• [Directions]: Look in the data below for the line that contains "Target: building facade". Copy that line and the remaining lines exactly.

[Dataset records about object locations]
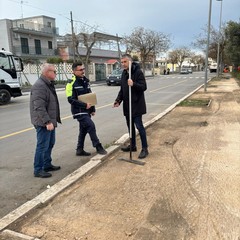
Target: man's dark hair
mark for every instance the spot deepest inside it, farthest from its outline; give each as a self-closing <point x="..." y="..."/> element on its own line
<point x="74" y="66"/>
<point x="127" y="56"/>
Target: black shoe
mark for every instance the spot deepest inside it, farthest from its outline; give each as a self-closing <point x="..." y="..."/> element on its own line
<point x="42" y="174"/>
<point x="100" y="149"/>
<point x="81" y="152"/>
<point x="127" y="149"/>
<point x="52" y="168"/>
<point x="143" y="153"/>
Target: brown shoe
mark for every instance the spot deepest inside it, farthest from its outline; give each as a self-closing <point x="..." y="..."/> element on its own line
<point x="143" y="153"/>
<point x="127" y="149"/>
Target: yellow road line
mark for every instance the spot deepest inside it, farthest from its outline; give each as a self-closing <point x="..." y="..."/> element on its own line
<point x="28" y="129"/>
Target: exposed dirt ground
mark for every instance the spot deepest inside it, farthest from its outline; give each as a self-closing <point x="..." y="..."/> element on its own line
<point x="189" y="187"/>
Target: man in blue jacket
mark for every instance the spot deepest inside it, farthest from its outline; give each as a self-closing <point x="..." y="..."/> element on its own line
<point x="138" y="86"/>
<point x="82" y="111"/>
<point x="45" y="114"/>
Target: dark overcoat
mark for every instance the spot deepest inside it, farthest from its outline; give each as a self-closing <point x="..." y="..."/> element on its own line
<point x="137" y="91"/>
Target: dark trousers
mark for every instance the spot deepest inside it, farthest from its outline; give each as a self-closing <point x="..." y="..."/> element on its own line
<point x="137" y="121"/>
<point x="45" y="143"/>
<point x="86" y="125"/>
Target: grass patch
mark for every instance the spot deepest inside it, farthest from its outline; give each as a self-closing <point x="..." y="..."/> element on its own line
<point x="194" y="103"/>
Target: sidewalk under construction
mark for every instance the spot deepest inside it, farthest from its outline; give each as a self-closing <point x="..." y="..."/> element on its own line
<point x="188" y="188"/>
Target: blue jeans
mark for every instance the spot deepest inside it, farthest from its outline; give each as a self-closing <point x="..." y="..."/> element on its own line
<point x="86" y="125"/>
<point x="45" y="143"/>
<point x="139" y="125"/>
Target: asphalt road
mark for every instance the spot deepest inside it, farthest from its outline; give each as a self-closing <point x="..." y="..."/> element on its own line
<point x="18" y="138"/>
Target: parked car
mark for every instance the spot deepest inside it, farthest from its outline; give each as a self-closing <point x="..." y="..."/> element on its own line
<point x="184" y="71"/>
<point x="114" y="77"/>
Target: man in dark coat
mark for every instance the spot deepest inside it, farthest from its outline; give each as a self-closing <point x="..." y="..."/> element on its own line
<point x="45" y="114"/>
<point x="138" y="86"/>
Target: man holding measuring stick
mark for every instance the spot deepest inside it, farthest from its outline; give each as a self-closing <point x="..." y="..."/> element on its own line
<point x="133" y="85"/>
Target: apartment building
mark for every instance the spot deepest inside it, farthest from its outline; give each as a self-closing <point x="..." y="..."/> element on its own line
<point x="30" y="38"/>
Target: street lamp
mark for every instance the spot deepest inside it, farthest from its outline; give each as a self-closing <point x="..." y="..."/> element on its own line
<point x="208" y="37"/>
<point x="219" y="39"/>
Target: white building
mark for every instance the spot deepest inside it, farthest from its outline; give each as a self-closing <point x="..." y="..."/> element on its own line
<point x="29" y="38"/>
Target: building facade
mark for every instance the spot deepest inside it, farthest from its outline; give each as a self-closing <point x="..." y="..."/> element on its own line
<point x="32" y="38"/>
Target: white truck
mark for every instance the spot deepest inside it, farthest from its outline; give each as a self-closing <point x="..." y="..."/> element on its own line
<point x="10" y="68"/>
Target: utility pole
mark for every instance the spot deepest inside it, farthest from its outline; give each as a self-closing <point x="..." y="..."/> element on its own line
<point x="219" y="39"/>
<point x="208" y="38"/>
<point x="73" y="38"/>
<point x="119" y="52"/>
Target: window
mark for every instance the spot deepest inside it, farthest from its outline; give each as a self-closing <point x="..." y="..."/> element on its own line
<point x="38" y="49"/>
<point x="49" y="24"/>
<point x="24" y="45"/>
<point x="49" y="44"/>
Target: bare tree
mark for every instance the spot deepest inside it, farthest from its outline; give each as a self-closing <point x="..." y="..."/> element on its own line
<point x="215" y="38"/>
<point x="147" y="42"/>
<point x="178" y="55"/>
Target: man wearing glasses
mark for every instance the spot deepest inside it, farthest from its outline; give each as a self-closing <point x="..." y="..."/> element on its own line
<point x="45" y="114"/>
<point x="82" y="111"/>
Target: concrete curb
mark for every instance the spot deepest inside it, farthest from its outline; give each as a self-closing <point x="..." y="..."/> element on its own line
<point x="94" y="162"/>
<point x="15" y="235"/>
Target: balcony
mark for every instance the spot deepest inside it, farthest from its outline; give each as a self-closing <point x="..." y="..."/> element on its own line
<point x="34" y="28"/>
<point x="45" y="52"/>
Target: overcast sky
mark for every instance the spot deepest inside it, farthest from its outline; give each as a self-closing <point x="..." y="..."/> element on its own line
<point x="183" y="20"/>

• [Reply]:
Target: building facade
mark for every instance the spot deepest inside it, farthest from its outline; give each as a self-closing <point x="..." y="..."/> element on its own line
<point x="32" y="38"/>
Target: white truck
mark for every instance the spot deepest inside it, farthest from its outline; give each as a self-closing <point x="..." y="..."/> element on its own line
<point x="10" y="68"/>
Target: utility pole
mark for every instance the spot deepest inside it, farthest from its outline; give each as a self-closing <point x="..." y="..."/> element on its own line
<point x="219" y="39"/>
<point x="208" y="38"/>
<point x="73" y="38"/>
<point x="119" y="52"/>
Target: window
mark for every instance the spot deepest inside it, farthest from its outline; give each as a self-closing <point x="..." y="..."/> element on its own line
<point x="38" y="49"/>
<point x="49" y="24"/>
<point x="24" y="45"/>
<point x="49" y="44"/>
Target: bare tree
mark for every instance the spot deepest inside it, farthest from its outline; give each as a self-closing <point x="..." y="..."/> element on its own line
<point x="215" y="38"/>
<point x="147" y="42"/>
<point x="178" y="55"/>
Target: man wearing glasses
mark for every instance the spot deepest inside it, farthest from its outline; give each as a self-closing <point x="..." y="..."/> element on its own line
<point x="45" y="114"/>
<point x="82" y="111"/>
Target: concrete curb
mark for every instance the spot deepest inside it, farthest from its outline; give each as a self-closing <point x="..." y="..."/> element on its own line
<point x="94" y="162"/>
<point x="15" y="235"/>
Target: balcony
mark for every instance the spot deepest inside it, farthest from its outline; give each as a self-closing <point x="..." y="..."/> element on its own line
<point x="34" y="28"/>
<point x="45" y="52"/>
Target: overcast sky
mark for every instance the spot deepest inside it, farthest from its outline; give each as a self-closing <point x="..." y="..."/> element on its own line
<point x="183" y="20"/>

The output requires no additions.